SET EXERCISE A
Show every line of the records that contains the string "instance", copied unchanged.

Start of DOCUMENT EXCERPT

Page MenuHomePhabricator

some pages are delivering raw GZIP encoding
Closed, DuplicatePublic

Assigned To
None
Authored By
bzimport
Aug 13 2008, 8:38 AM
Referenced Files
F5127: wp-msie-documenttype_dump_jha2.zip
Nov 21 2014, 10:19 PM
F5126: x.gz
Nov 21 2014, 10:19 PM
F5125: Jena_Six
Nov 21 2014, 10:19 PM
F5124: wp.gzip1.gif
Nov 21 2014, 10:19 PM
F5122: The_Inheritors_(William_Golding)
Nov 21 2014, 10:19 PM
F5123: The_Inheritors_(William_Golding)-decoded.htm
Nov 21 2014, 10:19 PM

Description

Author: rividh

Description:
http://en.wikipedia.org/wiki/The_Inheritors_(William_Golding) is one of the affected pages, but I've seen 3 or 4 others today that do the same thing: in an older browser, which normally renders Wikipedia as very legible plain text, I am getting naked GZIP (compressed to binary). The affected pages work fine in a newer browser. It is reproduceable for the affected pages, however these may be random pages (tomorrow it may affect some other pages!)

When I save the file (exactly as sent to me by the server) locally, and look at it with a hex viewer, I confirmed that it is a compressed binary, not text. QuickViewPlus IDs the file as UNIX GZip. However QVP decompresses not to text (HTML) but rather, to this interesting goulash (sample from first line):

/*::lh1 clasl1-first="Mjnt="pagn lhrefead> faviaml:: WerSub">Frrplal:RecconChontes i_ lfeed=ds"mft/fh3yla hxml: clasl1yla hxml: jump&am-

Might this indicate that the GZip is corrupt, thus not being decoded by the unforgiving older browser? (If so, might this indicate a corrupt cache file or a hard disk going bad?)

I saved and looked at some working pages and confirmed that NORMALLY, my old browser sees perfectly normal HTML.

I've encountered this "what do you mean, some pages arrive in GZip?" issue on another site where I was able to research the problem, and that proved due to a server bug, tho I don't recall the details as it was some years ago.

Affected browser: Netscape 3 (still wonderful for READING TEXT!)
Not affected (same system): Seamonkey 1.1.9

This is not a matter of NS3 not knowing what to do with GZip; most servers now use compression, and finding myself with naked GZip is VERY rare (this is maybe the 3rd or 4th time I've seen it in 12 years online).


Version: unspecified
Severity: major
URL: http://en.wikipedia.org/wiki/The_Inheritors_(William_Golding)

Details

Reference
bz15149

Event Timeline

bzimport raised the priority of this task from to Medium.Nov 21 2014, 10:19 PM
bzimport set Reference to bz15149.
bzimport added a subscriber: Unknown Object (MLST).

Can you please attach the file you saved? (Click "add an attachment")

rividh wrote:

As sent to Netscape 3

Attached:

rividh wrote:

How it decodes (done by WinRAR)

End of DOCUMENT EXCERPT

SET EXERCISE B
Decide whether each statement agrees with the bug report above, answering yes or no and quoting the deciding words: (i) The affected pages also fail to display in Seamonkey 1.1.9. (ii) QuickViewPlus identifies the saved file as UNIX GZip. (iii) The report's severity is listed as major.

Start of DATA FOR PROCESSING

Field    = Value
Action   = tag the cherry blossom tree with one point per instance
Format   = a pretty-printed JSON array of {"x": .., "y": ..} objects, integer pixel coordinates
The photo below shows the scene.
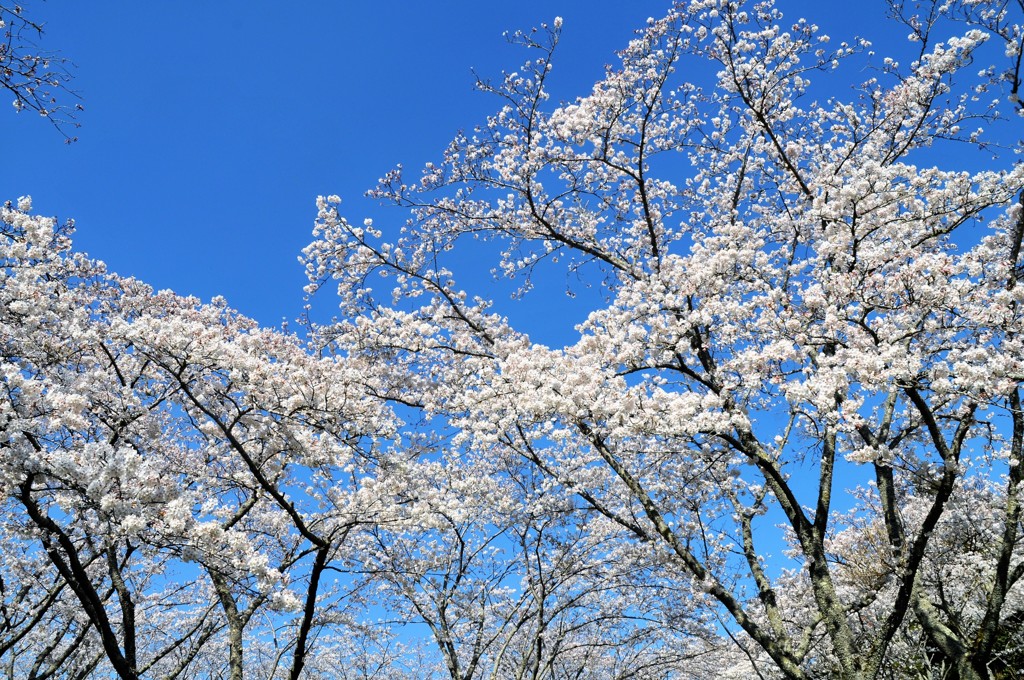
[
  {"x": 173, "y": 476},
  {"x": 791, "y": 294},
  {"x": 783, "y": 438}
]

End of DATA FOR PROCESSING
Start of DATA FOR PROCESSING

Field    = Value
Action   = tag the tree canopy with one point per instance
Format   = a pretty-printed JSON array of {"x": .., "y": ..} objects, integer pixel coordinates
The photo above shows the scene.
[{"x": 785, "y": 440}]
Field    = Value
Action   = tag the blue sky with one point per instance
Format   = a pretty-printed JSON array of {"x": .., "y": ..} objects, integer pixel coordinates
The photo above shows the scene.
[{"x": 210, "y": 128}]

End of DATA FOR PROCESSING

FINISHED ANSWER A
Action   = tag the cherry blossom tree with one point per instance
Action   = tag the tree canopy with one point per instance
Action   = tag the blue sky with one point per instance

FINISHED ANSWER B
(i) No: "Not affected (same system): Seamonkey 1.1.9"
(ii) Yes: "QuickViewPlus IDs the file as UNIX GZip."
(iii) Yes: "Severity: major"